Task prompt: Please copy out each of the items below word for word.

Material for this exercise:
______________________________

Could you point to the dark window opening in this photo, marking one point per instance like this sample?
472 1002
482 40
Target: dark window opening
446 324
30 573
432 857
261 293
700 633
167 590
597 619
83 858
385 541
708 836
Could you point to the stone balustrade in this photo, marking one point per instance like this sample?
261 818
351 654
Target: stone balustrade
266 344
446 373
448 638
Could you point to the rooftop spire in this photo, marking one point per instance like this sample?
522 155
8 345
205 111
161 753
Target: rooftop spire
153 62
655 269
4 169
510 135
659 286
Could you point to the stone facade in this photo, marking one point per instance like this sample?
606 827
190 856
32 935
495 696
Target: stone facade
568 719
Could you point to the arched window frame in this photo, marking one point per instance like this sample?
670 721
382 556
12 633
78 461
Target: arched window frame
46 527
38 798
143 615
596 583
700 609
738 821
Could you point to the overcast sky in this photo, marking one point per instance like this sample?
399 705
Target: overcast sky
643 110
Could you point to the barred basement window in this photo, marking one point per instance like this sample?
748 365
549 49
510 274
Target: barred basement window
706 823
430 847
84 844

______________________________

Output below:
Could you point to the dark window opening in this photo, marking one point per instance like this sample?
472 1002
482 40
Target: dark window opening
446 324
30 573
432 857
261 293
700 633
167 590
597 619
83 858
385 541
708 836
Could you point to the stone balustrade in this photo, marking one point per instance like this sample?
261 818
351 654
Target: stone balustrade
266 344
446 373
448 638
Could you point to the rooftop spire in this photo, marking one point per instance like this sample?
522 155
8 345
205 111
161 753
Target: rooftop spire
153 62
655 269
4 169
510 135
659 286
Could you point to the stone facade in this photo, marking one point per instance like this sample?
606 827
190 856
32 935
495 696
Target: stone facade
568 719
Could you point to the arched window frame in this photo, marking one point per instance like this sample?
670 721
382 556
12 633
78 461
Target: arched window frame
46 527
38 798
143 615
596 583
700 609
738 821
Could you point to the overcast sky in this photo, marking one point per instance like this sample?
399 705
Target: overcast sky
643 110
Could you point to the barred basement window in this photo, marking one point per instance like this sample?
748 365
549 49
510 274
Target: barred basement window
706 823
430 847
84 844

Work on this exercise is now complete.